Task requirements >> Write out the listing below without alteration, omitting its pictures.

── Data supplied ──

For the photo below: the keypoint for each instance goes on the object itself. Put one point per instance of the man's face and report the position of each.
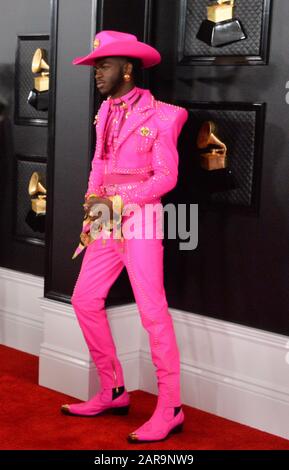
(109, 74)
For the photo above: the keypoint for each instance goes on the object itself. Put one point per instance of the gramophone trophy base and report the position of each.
(222, 33)
(38, 206)
(38, 99)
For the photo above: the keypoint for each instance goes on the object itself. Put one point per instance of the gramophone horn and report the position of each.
(207, 137)
(35, 184)
(38, 61)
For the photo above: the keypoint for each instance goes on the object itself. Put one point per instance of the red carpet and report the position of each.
(30, 419)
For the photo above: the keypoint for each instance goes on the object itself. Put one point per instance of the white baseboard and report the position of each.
(65, 364)
(21, 319)
(229, 370)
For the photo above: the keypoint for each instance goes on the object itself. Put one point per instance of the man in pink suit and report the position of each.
(136, 161)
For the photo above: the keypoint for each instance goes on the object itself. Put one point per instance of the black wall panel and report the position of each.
(28, 17)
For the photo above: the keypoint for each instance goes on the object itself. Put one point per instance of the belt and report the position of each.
(121, 178)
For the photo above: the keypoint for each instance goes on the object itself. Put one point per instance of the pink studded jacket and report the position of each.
(147, 145)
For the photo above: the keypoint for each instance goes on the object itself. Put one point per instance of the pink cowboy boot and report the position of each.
(115, 400)
(164, 421)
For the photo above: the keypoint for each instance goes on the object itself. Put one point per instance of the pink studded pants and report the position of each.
(101, 265)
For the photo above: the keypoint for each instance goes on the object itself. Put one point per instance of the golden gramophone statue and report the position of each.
(221, 28)
(215, 173)
(213, 152)
(38, 192)
(38, 96)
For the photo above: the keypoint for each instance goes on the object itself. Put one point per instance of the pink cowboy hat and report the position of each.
(115, 43)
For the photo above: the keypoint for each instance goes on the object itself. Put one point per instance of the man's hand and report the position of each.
(85, 238)
(99, 207)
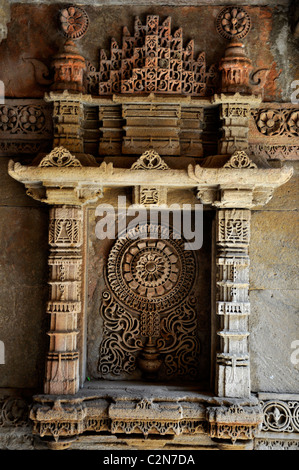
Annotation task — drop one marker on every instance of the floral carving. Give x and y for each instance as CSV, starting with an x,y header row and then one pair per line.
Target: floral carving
x,y
239,160
74,22
150,160
24,119
269,122
233,22
149,296
281,416
150,273
277,122
60,157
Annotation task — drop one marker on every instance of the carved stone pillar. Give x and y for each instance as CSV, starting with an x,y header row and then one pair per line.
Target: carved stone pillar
x,y
234,112
232,302
64,305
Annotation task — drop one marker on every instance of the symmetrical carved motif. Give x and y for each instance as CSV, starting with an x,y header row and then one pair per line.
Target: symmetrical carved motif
x,y
277,122
68,117
233,22
74,22
235,69
60,157
64,305
150,281
232,302
153,60
234,422
20,119
239,159
152,272
280,416
25,126
150,160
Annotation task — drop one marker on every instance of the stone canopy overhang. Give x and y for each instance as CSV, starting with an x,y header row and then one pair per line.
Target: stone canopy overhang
x,y
82,183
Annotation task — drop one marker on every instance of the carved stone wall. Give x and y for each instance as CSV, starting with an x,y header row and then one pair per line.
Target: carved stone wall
x,y
127,309
152,289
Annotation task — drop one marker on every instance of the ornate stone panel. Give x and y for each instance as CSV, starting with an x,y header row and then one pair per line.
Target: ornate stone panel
x,y
151,320
25,127
152,60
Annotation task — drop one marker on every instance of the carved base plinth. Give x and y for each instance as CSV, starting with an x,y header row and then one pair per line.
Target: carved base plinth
x,y
234,423
143,412
149,361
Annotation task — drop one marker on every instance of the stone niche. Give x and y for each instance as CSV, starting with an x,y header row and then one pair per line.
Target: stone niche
x,y
147,338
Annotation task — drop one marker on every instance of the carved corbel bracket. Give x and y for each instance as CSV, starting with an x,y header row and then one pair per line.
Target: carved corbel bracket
x,y
238,183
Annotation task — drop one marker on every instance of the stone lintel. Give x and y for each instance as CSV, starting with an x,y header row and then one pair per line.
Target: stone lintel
x,y
220,187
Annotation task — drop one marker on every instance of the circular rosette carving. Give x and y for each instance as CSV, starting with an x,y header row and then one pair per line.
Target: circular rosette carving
x,y
277,417
74,22
150,272
233,23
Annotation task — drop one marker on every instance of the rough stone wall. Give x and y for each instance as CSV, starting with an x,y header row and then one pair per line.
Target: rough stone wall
x,y
23,285
274,321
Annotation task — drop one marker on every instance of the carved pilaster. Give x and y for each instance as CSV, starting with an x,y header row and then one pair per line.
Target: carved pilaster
x,y
232,302
64,305
234,112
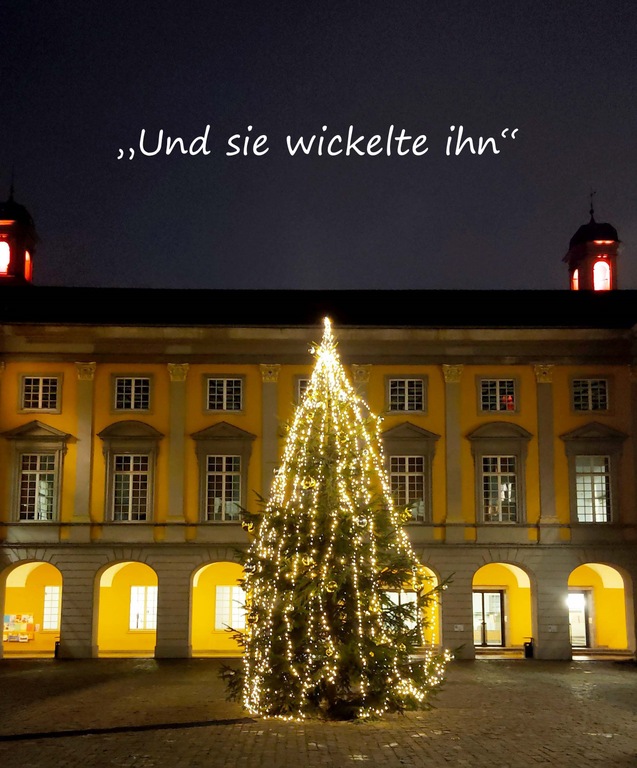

───

The completed task >>
For the photo below: the keypoint for each instance goes on the object itself. Put one point per instance of the man's face and report the position of each.
(109, 74)
For the photo above: the keypoint for each instance goes on the object itself. Put one point per instance of the gramophone trophy base and report the position of each.
(222, 33)
(38, 206)
(38, 99)
For the photo above: the keypoint for each instance goes on the object itself. Put one point per instance of the gramophone horn and report the position of each.
(207, 137)
(35, 184)
(38, 61)
For the photo above: the keypoint for each instance goes on the object itself. Put one point per instance of the red carpet and report the position of each.
(30, 419)
For the photo above: the keypoint for each instance goes on the object itself. Put one point per instance of the white baseboard and report the position of each.
(65, 364)
(21, 319)
(229, 370)
For the photo above: the keypoint for each instance goes on the object itself. Put one point per instance of the man in pink suit and report the position of each.
(136, 161)
For the photo above: the keypoint for each instance goes on the object itself. Put one point per instance of the black wall panel and report the position of each.
(28, 17)
For the photo above: the keypoint for each instance goes on the object itself. Put one point per instance of the belt and report the position of each.
(121, 178)
For the photo above: the keypoint for each instance goes on the object itself. Put one point per instance of the pink studded jacket and report the position of each.
(147, 145)
For the photo above: the keypoint for each instance goes on the object itself. Put one point per instance of the pink cowboy boot and report the position of each.
(115, 400)
(164, 421)
For the photo above: the keypoint for each instance goes on the object itself. Put one point per instance of the pink studded pants and report the position of each.
(101, 265)
For the photo above: the keypoint for each instance goes on the object itself. Put one point per instance of the golden gramophone statue and report the position of each.
(221, 28)
(215, 173)
(213, 152)
(38, 192)
(38, 96)
For the photo above: the keypoint for each instance goes on the object itself. Put one point per instance of the pink cowboy hat and report the position of each.
(115, 43)
For the photo above: the keypoint for each instance goes on the object itself. Put one point per instance of the man's hand and report the position of each.
(85, 238)
(99, 207)
Annotation task — drop one marker on every instance of the floral carving. Give x and y for each instance as CSV, starting with an x,y header row and then one pair per line.
Target: floral carving
x,y
239,160
74,22
150,160
24,119
269,122
233,22
149,296
281,416
150,273
277,122
60,157
Annotation task — drop one marker on every instance of the carved stone pillar. Give x and y for each instance as CSV, starting with an x,y header row and then one pair per line.
Target: carved stone pillar
x,y
234,112
232,302
64,305
Annotation task — drop one marker on every instance of the symmetrical carved motif. Give x and y for each instance as CSV, starting with an x,y header row and then one pair per line.
Target: symmetrical carved motif
x,y
277,122
68,117
233,22
74,22
235,69
60,157
64,305
150,281
232,302
153,60
234,422
20,119
239,159
152,272
280,416
25,126
150,160
Annotation task — drop one marker on every instance of the stone canopy overhang. Give x and y for each instance as CSV, starting with an x,y header row and then one pair per line.
Target: stone canopy overhang
x,y
82,183
Annotation task — drop one marker on every instance of the carved stone wall. Give x and y for each instance as CSV, starting with an x,y header row and then one pair per line.
Target: carved stone wall
x,y
127,309
152,289
Annotation task — drop one marker on every instance of the ornate stone panel. Give x and y for each instance as CSV, starting with an x,y header row and then one pair per line.
Target: ornate stone panel
x,y
151,320
25,127
152,60
Annotation task — drop one marker on every instance of the carved base plinth. Give x and y for each instance as CSV, starting with an x,y header row and then one pair per line.
Target: carved base plinth
x,y
234,423
143,412
149,361
Annotation task — drop one marker on every instance of the stone niche. Give x and y for each instance as CSV, starting with an x,y header row and then one pair per line.
Target: stone niche
x,y
147,338
Annotation task — drop one marker on every instance of the carved corbel bracket. Give x and y for each instance as CSV, starting with an x,y header row and then one pair per line.
Target: carved corbel bracket
x,y
238,183
Annotation task — drop one marker on every instance of the stone lintel. Give x and y for each instance as CSV, starting with an x,y header row and then one pair per line.
Target: stone lintel
x,y
220,187
Annotation task — drop one marker on every instance of the circular rosette carving. Give x and y for each instance as CSV, starting with an x,y header row and then one pair per line.
Target: circular rosette carving
x,y
277,417
74,22
150,272
233,23
Annotation task — drop one marker on every instance of the rough stone wall. Give x and y for each instance as CSV, starting with an x,y header row and then one pair per line.
Target: rough stone wall
x,y
23,285
274,321
Annotation task — drop one marker on every instance of the carved pilaster. Give x and y for each instance as CSV, starting with an x,y header row and then one pair per line.
Target: carved pilaster
x,y
232,302
64,305
234,112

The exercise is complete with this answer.